→ Extrait:
● ● ● ●

1763-01-09, de Voltaire [François Marie Arouet] à Paul Claude Moultou.

Je suis trés touché, Monsieur, de vôtre Lettre, et de plus très éclairé; je sens bien que je marche sur des charbons ardents; on est tantôt en colère, et on a tantôt envie de pouffer de rire quand on lit l'histoire des Hébreux.
En vérité l'olivier sauvage sur lequel on a grèffé l'olivier franc, était un vilain chardon.

Vous ètes bien plus hardi que moi, vous me proposez d'oser dire qu'on ne peut attribuer à la divinité des loix intolérantes; je suis bien de vôtre avis, mais le Deuteronome n'en est pas, car ce Deuteronome ordonne de tuer son frère, son fils, sa fille, sa mère, sa femme, s'ils prophétisent des choses vraies, et si en prophétisant ils s'éloignent du culte reçu; celà est aussi absurde qu'horrible, mais comment le dire? Nos seigneurs les Evêques me feraient brûler comme un porc. Je me vois entre des gens qui disent que deux et deux font cinq, et des prépuciés qui disaient que deux et deux et deux font six; je ne laisse pas d'être assez embarassé entre ces deux espèces de petites maisons.

Je n'ai jamais dit, révérence parler, que les huguenots étaient par principe ennemis des rois. Je crois cependant, entre nous, qu'il en est quelque chose. Quel est l'homme en éffet qui n'aimerait pas mieux être né libre que sujet? J'ai dit seulement que Jaques (qu'Henry 4 appellait toujours, maître Jaques) regardait les presbitériens comme ennemi du thrône, et il n'avait que trop raison.

Il est bien vrai que les Evêques se servent des rois, et les rois des Evêques, pour affermir tour à tour leur pouvoir. Je crois qu'il faut tâcher d'éloigner icy cette question odieuse; n'éfarouchons point ces deux puissances, tâchons plutôt de leur plaire.

● ● ● ●

→ Jeu de données:
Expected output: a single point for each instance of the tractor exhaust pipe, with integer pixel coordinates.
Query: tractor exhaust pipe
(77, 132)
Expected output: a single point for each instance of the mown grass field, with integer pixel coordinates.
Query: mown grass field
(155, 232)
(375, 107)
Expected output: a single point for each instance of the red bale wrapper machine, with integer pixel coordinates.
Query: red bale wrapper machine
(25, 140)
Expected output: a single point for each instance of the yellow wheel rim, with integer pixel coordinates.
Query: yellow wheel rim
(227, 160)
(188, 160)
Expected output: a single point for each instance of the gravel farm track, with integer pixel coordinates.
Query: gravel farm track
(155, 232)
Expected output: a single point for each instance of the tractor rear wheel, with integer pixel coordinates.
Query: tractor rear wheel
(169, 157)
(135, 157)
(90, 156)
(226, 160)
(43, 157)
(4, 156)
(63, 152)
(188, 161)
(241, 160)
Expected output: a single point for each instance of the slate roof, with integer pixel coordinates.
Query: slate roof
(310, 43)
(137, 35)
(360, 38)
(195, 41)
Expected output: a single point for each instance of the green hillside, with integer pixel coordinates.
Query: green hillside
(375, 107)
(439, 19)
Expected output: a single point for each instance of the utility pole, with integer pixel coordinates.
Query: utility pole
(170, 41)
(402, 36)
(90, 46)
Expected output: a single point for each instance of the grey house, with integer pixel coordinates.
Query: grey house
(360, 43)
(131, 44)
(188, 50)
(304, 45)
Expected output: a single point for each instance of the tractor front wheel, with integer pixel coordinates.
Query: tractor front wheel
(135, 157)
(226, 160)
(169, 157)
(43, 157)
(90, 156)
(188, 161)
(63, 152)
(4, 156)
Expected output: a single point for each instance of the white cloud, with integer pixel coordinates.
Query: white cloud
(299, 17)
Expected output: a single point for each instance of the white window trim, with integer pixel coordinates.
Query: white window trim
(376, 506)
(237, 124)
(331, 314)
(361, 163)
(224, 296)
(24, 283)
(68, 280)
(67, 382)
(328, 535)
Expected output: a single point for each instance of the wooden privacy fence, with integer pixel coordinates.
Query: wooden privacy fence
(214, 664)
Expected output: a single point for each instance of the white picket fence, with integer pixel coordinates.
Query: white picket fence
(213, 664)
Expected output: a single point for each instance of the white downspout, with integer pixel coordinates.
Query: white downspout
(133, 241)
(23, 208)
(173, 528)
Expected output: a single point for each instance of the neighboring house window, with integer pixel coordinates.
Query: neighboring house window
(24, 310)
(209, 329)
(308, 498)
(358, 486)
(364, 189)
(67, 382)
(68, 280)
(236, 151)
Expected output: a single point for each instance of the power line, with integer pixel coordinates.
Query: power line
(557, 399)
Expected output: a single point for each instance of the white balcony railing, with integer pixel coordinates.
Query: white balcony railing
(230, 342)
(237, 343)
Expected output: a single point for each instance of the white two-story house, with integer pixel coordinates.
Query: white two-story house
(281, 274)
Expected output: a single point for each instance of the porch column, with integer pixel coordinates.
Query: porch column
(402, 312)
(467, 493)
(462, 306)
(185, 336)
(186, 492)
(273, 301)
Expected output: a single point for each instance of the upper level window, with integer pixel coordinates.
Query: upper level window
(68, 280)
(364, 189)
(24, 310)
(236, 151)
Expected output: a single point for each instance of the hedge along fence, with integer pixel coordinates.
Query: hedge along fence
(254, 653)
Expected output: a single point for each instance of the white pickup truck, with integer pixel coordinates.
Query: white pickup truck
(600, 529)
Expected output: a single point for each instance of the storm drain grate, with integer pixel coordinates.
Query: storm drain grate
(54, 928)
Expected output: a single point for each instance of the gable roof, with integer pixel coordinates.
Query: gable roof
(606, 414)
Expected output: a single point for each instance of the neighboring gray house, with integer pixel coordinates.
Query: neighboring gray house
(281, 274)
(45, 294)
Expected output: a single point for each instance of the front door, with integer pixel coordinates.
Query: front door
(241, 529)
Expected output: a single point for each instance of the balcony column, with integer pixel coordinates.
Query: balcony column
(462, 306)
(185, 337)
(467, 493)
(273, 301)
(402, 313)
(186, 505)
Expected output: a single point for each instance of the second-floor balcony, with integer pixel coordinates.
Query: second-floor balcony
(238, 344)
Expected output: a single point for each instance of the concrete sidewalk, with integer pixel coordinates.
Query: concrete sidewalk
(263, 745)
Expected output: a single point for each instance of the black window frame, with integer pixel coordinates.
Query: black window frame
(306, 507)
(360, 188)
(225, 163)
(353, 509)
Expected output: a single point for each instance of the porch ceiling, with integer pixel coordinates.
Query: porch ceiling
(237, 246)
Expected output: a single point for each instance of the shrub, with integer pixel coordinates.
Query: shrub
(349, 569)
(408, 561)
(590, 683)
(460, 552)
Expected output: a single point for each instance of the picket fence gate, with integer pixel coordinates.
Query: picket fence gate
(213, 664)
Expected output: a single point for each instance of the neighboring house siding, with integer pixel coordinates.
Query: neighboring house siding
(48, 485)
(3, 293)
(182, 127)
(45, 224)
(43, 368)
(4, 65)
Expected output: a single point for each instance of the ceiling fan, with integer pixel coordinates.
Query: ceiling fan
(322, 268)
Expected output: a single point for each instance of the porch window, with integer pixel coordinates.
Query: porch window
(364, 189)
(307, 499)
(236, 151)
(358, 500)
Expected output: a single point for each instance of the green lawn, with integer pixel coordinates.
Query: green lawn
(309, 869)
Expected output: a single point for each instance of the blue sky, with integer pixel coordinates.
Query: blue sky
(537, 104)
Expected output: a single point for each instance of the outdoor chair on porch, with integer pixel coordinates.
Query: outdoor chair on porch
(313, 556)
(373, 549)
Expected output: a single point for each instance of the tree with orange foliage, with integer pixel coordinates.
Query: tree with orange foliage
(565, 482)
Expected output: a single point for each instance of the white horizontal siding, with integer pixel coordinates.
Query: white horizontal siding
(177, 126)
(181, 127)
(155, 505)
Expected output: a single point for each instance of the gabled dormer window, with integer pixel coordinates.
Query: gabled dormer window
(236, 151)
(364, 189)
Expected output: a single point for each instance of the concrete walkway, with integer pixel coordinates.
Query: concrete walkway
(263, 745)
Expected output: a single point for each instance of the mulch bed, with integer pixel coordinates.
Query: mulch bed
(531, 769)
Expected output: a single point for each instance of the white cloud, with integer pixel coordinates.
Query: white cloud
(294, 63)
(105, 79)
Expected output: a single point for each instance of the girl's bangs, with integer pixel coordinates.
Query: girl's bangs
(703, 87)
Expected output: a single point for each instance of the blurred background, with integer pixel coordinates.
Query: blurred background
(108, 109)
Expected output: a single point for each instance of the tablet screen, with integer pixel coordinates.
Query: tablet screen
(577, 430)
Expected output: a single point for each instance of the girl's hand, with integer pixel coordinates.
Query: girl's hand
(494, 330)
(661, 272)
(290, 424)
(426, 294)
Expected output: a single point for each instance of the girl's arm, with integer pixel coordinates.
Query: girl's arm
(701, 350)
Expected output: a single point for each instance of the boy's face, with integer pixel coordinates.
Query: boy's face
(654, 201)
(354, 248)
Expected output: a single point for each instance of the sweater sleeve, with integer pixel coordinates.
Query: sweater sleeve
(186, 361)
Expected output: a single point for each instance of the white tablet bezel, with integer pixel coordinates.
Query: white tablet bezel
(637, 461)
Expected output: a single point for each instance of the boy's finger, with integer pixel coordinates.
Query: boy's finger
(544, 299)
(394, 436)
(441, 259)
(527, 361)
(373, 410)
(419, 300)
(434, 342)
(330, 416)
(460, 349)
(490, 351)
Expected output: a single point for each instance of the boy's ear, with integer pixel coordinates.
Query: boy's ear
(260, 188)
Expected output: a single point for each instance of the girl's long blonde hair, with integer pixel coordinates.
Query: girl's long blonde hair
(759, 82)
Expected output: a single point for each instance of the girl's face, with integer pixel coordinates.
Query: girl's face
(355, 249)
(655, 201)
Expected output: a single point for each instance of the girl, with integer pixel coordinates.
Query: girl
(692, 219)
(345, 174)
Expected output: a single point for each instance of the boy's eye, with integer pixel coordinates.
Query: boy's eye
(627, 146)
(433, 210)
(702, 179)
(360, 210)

● ● ● ●

→ Problème 1: Les affirmations suivantes sont-elles d'accord avec la lettre de Voltaire à Moultou ? (a) Le Deutéronome ordonne de tuer les proches qui prophétisent des choses vraies en s'éloignant du culte reçu. (b) L'auteur affirme avoir dit que les huguenots étaient par principe ennemis des rois. (c) Henri IV appelait Jacques « maître Jaques ». Pour chacune, répondez par oui ou non et citez les mots de la lettre qui tranchent.
→ Problème 2: D'après la lettre de Voltaire à Moultou, quels sont tous les proches que le Deutéronome ordonne de tuer ?
→ Problème 3: Poursuivez la lettre de Voltaire à Moultou à partir de sa dernière phrase.

→ Réponse 1:
(a) Oui : « ce Deuteronome ordonne de tuer son frère, son fils, sa fille, sa mère, sa femme, s'ils prophétisent des choses vraies, et si en prophétisant ils s'éloignent du culte reçu »
(b) Non : « Je n'ai jamais dit, révérence parler, que les huguenots étaient par principe ennemis des rois. »
(c) Oui : « Jaques (qu'Henry 4 appellait toujours, maître Jaques) »

→ Réponse 2: son frère, son fils, sa fille, sa mère, sa femme

→ Réponse 3:
J'ai beaucoup retravaillé l'ouvrage en question; je me dis toujours, il faut tâcher qu'on te lise sans dégoût; c'est par le plaisir qu'on vient à bout des hommes; répands quelques poignées de sel et d'épices dans le ragoût que tu leur présentes, mêle le ridicule aux raisons, tâche de faire naître l'indifférence, alors tu obtiendras sûrement la tolérance.

J'aurais bien des choses à vous dire sur tout celà, et principalement sur les voies qu'on pourait prendre pour qu'on traitât comme des citoyens, les malhonnêtes gens qui ne croient pas qu'un même corps puisse être à la fois en cent mille endroits différents, qu'un capucin fait Dieu, et que ce Dieu est mangé des rats quand ce capucin n'a pas soin de fermer la boëte.

Je vous remercie de vos livres: mais je vous remercierais bien d'avantage, si vous aviez la bonté de venir coucher à Ferney quelque jour avec nôtre arien, ou sans vôtre arien.

En cas que vous n'ayez pas vôtre Equipage, ordonnez le mien pour le jour qu'il vous plaira.

Rien n'est égal à mon estime et à mon attachement pour vous.